• [Document section]
RICHARD: Marvel are kicking arse! 1602 blew away all expectations of a historical based superhero story. Are there plans to extend 1602 beyond the initial series? Any plans for a number of titles, mirroring what DC have achieved with the Sandman franchise - but selling better and with slightly less elves?
JOE
: There are plans to do more, but like many of our franchises, slow growth, slow growth and more slow growth.

RICHARD: Marvel are kicking arse! Brian Bendis is writing so many books and they're all selling tip top! How many more books can you squeeze out of him, and what's this Bendis Event for Summer I hear all the cool kids talking about? And just how much arse will it kick? A Texan size arse (from photos I've seen, they look pretty big...)?
JOE: Well, by now you know he's doing Avengers and Brian has dropped a few projects in order to focus on his new ones so he is very aware of his limit. As for how much arse will it kick? I'm predicting a record market share by years end.

RICHARD: Marvel are kicking arse! And with the X-properties, you're giving readers so much choice. Books they'll like, and books they won't like, but that's okay, because someone else will. And if mutant lore is about anything, it's about tolerance of diversity, and you've been very, very tolerant it seems. How do you expect them all to get along together (especially when they might have to share the Top Twenty with Superman for a few months)?
JOE
: Wow, that was such an eloquent and thoughtful question that I'm too stunned to give an answer. You're a very strange man. Look, we're trying to create an X book for everyone and hopefully more than one that appeals to everyone. I do have to say with great glee that the plan is really taking shape and it's looking amazing. As much as people are looking forward to books like Astonishing, I've just seen a batch of Alan Davis pages and I can't tell you how this book will be a huge sleeper hit. Alan and Chris are capturing magic pure and simple.

RICHARD: Marvel are kicking arse! But just how many times can Spider-Man kick Dr Octopus's arse in one month?
JOE: Yeah, I got to agree with you on that one, but hey, we got a movie on the horizon! I think after June and July we'll be retiring Doc Ock for quite a while.

 

ULTIMATE FANTASTIC FOUR #7 - SIGNED BY ARTIST WADE VON GRAWBADGER

RICHARD: Marvel are kicking arse! And now you've got Warren Ellis too (fair swap for Grant Morrison, yes?). I hear he likes his arses tattooed. Are you prepared to let him only kick body modified arses, or must he be forced to kick everyone's arse when writing Ultimate Fantastic Four and possible other Avenger's related things?

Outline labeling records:

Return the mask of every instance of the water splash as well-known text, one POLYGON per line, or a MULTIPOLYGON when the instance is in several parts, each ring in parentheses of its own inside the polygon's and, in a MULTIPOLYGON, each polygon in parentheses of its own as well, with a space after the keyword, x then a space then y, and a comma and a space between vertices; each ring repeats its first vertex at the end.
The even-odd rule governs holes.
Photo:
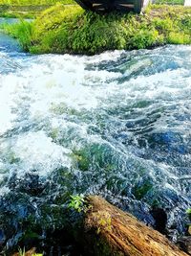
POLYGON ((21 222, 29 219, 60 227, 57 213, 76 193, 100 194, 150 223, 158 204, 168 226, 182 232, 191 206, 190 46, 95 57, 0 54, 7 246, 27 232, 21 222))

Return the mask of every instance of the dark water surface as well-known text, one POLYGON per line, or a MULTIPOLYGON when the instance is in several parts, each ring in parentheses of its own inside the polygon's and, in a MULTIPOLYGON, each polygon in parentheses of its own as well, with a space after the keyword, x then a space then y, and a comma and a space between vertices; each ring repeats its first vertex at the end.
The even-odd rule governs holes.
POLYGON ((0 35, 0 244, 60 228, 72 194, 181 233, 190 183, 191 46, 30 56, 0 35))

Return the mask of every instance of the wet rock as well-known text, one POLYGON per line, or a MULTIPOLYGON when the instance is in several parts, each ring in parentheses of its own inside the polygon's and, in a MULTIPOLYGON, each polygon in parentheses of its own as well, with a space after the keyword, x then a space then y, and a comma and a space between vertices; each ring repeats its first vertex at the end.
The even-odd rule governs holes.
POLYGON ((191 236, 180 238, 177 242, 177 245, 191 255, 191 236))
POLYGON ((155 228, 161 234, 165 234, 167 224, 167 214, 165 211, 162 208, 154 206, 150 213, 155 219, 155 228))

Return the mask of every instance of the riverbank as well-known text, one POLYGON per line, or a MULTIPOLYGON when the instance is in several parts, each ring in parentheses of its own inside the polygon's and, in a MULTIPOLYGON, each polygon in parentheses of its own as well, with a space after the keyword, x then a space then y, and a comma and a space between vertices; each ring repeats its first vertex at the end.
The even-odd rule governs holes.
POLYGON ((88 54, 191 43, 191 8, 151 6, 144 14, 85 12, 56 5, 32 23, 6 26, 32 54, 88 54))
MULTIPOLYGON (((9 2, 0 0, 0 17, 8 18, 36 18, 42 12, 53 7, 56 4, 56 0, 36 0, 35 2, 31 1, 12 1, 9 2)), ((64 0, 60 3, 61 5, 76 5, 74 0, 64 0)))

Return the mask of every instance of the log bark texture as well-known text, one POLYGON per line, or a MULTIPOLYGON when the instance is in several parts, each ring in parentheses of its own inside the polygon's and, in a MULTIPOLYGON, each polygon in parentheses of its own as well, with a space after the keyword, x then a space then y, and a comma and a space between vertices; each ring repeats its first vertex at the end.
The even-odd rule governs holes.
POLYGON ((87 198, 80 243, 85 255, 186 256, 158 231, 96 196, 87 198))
---
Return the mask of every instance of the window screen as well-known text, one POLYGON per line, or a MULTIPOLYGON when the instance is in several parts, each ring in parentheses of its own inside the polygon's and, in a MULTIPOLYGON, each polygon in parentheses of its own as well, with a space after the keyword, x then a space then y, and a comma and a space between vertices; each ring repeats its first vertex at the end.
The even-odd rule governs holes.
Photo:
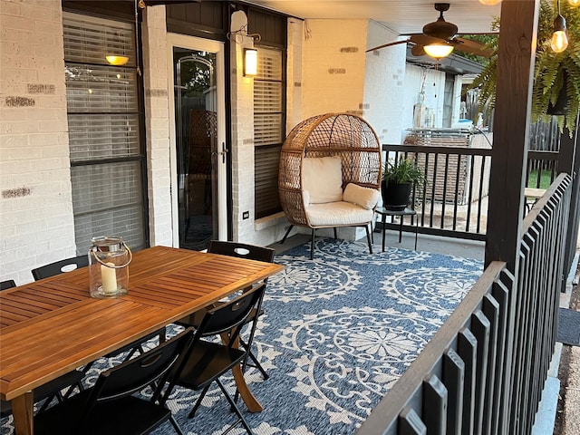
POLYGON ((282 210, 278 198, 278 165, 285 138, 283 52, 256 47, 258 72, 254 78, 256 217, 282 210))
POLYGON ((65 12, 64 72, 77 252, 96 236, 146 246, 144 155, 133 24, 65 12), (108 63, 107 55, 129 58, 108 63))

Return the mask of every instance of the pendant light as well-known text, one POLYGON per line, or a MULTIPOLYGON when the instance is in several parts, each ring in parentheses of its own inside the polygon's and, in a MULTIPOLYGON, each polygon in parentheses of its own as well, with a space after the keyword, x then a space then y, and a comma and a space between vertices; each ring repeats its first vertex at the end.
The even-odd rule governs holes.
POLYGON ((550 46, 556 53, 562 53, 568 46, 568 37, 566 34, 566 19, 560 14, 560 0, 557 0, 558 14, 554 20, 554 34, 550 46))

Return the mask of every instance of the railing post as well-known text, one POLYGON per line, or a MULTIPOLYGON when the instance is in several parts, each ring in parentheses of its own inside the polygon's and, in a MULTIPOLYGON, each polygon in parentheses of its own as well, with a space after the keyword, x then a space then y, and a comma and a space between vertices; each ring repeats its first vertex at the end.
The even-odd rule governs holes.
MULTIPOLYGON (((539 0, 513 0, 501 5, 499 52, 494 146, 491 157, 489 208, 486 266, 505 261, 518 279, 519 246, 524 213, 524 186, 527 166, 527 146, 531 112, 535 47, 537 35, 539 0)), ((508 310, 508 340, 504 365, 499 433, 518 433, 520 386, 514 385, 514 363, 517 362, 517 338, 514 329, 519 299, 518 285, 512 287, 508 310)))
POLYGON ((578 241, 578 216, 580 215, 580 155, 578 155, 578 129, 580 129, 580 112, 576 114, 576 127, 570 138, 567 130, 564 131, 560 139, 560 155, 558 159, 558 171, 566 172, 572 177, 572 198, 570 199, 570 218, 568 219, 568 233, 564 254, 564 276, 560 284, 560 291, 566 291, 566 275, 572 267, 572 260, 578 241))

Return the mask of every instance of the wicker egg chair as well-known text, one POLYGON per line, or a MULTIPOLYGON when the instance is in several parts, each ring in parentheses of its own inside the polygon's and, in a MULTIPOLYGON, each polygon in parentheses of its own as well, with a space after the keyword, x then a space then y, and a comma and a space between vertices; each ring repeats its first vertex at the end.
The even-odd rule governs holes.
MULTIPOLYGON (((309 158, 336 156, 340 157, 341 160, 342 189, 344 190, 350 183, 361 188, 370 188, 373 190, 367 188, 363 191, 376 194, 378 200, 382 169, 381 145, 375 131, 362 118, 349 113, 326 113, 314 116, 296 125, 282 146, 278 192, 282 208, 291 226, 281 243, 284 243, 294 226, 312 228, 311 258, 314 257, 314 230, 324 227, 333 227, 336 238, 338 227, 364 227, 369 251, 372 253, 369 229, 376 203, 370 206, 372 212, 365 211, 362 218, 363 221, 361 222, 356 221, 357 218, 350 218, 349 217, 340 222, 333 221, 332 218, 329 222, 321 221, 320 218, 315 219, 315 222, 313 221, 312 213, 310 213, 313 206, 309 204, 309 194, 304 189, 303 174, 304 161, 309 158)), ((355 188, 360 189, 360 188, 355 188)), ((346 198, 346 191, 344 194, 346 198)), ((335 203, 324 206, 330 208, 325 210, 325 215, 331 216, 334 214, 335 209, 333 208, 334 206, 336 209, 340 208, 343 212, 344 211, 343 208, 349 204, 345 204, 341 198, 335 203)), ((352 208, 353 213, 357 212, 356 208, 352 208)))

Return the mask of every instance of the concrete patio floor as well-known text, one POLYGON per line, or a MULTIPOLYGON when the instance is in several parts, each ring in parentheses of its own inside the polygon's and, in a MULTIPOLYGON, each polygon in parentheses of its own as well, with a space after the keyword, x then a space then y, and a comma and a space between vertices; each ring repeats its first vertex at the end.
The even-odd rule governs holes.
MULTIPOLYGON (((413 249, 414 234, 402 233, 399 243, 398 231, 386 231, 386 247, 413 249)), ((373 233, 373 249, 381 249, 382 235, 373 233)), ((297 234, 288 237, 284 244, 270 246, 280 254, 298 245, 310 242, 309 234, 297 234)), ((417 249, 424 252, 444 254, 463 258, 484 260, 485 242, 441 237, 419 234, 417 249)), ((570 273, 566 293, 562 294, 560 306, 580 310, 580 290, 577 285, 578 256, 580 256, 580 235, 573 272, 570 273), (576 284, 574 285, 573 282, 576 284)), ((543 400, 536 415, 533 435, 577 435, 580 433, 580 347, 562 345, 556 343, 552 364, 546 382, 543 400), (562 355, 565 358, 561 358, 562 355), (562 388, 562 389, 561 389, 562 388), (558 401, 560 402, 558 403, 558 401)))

• [Stated problem 1] From the Marvel comics interview, extract the passage beginning at the words "RICHARD: Marvel are kicking arse! And with" and stopping after "a few months)?", copied word for word.
• [Stated problem 2] Extend the Marvel comics interview past its last line.

• [Task output 1]
RICHARD: Marvel are kicking arse! And with the X-properties, you're giving readers so much choice. Books they'll like, and books they won't like, but that's okay, because someone else will. And if mutant lore is about anything, it's about tolerance of diversity, and you've been very, very tolerant it seems. How do you expect them all to get along together (especially when they might have to share the Top Twenty with Superman for a few months)?

• [Task output 2]
JOE: Warren is arguably one of the top five writers in the industry and in my opinion the top writer in need of greater recognition. We intend to let Warren shine on these books. He and I discussed his previous tenure at Marvel and how at every turn there was someone fingering Warren's stories or telling him that he had to derail and join in on some massive crossover event. My goal is to let Warren write and create the best stuff he can within the context of the characters he's playing with. I believe it's that formula that has gotten us the best work possible out of hacks like Bendis and Millar, so imagine what Warren can do.

RICHARD: Marvel are kicking arse! Will that success help when presenting future publishing plans? Does increased arse-kicking go arse-in-arse with being able to kick arses in whichever way you please?
JOE: You my friend, are a jack arse.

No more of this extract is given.